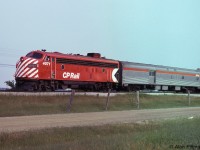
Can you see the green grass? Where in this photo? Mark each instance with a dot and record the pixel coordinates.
(153, 136)
(36, 105)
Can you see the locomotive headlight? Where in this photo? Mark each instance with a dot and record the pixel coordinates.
(32, 66)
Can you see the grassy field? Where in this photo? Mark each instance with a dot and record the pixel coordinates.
(171, 134)
(35, 105)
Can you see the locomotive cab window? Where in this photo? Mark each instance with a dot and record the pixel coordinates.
(47, 58)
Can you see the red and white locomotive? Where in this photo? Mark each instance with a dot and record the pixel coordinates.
(46, 71)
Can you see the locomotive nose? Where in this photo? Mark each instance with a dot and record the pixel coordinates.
(22, 59)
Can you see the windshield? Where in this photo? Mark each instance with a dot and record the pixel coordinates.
(34, 55)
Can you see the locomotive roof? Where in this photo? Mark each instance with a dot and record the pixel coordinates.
(76, 56)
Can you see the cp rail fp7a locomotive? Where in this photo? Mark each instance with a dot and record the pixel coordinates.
(48, 71)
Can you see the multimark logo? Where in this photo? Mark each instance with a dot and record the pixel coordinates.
(71, 75)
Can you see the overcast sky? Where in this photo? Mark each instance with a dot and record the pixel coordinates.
(162, 32)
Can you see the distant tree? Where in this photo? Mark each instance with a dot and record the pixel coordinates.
(10, 84)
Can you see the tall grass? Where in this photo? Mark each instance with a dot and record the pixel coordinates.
(158, 136)
(35, 105)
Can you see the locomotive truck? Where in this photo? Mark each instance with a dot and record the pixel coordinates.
(40, 70)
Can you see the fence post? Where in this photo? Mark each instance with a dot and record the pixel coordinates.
(71, 98)
(138, 99)
(188, 97)
(107, 100)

AIM OF THE EXERCISE: Recast everything from the line containing "Can you see the overcast" down to the last line of the records as a Markdown table with columns Row and Line, numbering each row and omitting blank lines.

RESPONSE BELOW:
| Row | Line |
|---|---|
| 1 | Can you see the overcast sky? Where in this photo? Mark each instance with a dot and record the pixel coordinates. |
| 2 | (162, 32) |
| 3 | Can you see the distant tree? Where in this photo? Mark each instance with a dot and record the pixel coordinates. |
| 4 | (10, 84) |
| 5 | Can you see the tall grass? Where in this photo? Mark each instance with a dot and record the pixel coordinates. |
| 6 | (158, 136) |
| 7 | (35, 105) |
| 8 | Can you see the locomotive truck? Where in this photo? Mark each instance with a dot and record the pixel coordinates. |
| 9 | (40, 70) |
| 10 | Can you see the fence post? Where in this photo? Mark each instance with a dot and record the pixel coordinates. |
| 11 | (71, 98) |
| 12 | (138, 99) |
| 13 | (188, 97) |
| 14 | (107, 100) |